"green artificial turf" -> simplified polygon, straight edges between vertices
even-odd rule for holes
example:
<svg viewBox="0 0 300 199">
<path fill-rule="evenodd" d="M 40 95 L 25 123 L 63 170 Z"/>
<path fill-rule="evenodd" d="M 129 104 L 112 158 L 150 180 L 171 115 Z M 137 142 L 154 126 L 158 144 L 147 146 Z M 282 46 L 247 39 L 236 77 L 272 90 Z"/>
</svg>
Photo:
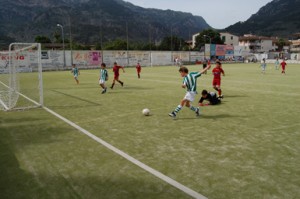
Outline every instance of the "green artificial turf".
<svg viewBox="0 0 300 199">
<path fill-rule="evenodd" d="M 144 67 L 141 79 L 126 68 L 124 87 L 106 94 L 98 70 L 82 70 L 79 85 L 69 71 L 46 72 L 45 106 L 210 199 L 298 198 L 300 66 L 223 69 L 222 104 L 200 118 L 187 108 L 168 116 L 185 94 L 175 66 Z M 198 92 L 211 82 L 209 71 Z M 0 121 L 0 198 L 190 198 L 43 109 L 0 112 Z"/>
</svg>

----

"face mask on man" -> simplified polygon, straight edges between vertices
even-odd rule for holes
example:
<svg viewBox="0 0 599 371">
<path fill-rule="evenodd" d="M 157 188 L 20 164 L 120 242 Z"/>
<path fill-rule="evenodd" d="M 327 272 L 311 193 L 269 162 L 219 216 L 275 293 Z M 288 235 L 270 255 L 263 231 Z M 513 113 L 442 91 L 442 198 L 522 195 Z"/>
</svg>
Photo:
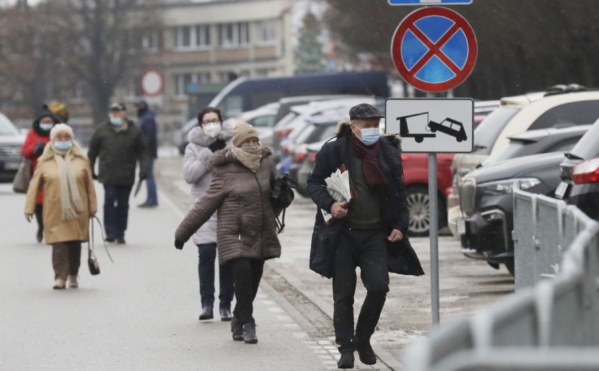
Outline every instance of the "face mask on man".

----

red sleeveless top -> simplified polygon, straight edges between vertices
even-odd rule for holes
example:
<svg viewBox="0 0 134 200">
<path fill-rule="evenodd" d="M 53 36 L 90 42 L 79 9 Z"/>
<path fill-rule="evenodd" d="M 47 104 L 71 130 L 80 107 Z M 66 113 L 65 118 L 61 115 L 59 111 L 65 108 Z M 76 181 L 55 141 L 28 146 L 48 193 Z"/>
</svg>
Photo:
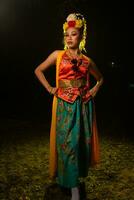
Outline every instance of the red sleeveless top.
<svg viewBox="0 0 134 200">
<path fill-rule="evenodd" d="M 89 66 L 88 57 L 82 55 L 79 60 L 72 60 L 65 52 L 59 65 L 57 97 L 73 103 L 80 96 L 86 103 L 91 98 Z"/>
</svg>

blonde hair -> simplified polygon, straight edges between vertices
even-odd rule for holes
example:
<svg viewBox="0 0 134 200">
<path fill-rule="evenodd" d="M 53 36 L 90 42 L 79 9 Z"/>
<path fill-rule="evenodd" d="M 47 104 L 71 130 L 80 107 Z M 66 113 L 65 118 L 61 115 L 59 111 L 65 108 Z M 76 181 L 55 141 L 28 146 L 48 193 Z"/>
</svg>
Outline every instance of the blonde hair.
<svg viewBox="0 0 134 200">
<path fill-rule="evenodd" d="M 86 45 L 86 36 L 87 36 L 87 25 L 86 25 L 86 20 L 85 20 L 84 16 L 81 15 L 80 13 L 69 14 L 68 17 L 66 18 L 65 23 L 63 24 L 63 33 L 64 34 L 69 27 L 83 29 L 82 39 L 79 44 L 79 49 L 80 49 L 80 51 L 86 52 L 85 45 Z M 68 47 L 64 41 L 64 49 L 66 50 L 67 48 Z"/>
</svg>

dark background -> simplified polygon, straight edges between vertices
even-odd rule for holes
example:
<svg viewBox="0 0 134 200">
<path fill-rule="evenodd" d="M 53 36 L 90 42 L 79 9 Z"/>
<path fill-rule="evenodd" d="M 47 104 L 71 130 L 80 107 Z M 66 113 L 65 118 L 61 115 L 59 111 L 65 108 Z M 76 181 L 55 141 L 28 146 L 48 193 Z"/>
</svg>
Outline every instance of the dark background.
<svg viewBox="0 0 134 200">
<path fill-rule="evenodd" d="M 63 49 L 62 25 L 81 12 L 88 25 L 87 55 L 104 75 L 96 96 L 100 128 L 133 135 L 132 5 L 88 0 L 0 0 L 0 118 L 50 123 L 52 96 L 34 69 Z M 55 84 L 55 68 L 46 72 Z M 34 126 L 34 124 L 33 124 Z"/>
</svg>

----

- [GOAL]
How many of the lines above contain the string "dark"? Case counts. Reply with the number only.

- [EXERCISE SOLUTION]
2